[Begin]
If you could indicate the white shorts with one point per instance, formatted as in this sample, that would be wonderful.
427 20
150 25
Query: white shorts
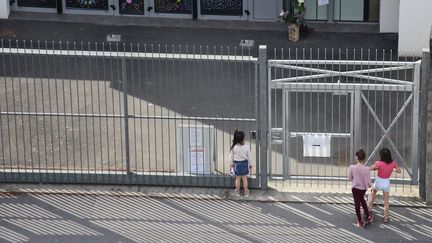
382 184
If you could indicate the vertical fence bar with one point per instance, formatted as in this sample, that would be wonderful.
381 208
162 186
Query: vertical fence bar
423 103
415 125
357 120
263 108
125 114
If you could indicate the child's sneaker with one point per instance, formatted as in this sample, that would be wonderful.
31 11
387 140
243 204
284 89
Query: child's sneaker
370 219
360 224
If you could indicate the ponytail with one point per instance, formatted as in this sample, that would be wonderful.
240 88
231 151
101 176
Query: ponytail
238 138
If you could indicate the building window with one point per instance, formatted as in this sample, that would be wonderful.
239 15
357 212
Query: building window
222 7
173 6
356 10
87 4
37 3
131 7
[End]
What is being asked: Copy the listing above word for word, from start to finish, but leave out the picture.

Finished answer:
If you could indicate the white shorts with one point per instance, formatted as in this sample, that would be wonderful.
427 20
150 25
Query: white shorts
382 184
If you could indicate the vertical fence bar with one point per instance, formatted as in this sample, that would be wonderful.
381 208
162 186
Query: vertical fence bar
423 103
415 125
357 120
263 108
125 114
If you could indicate the child's sneaker with one point per instance, formatted as in this sample, that would be wonderful.
31 11
387 140
243 204
284 89
Query: child's sneaker
370 219
360 224
If you could indicate the ponytail with one point per instance, formatted as in this sample, that would be wonderful.
240 88
231 151
101 176
Query: ponytail
238 138
If you could indicate the building window with one point per instance, formatted as in this sample, that would be wonderful.
239 15
357 212
Query: building window
222 7
173 6
356 10
87 4
37 3
131 7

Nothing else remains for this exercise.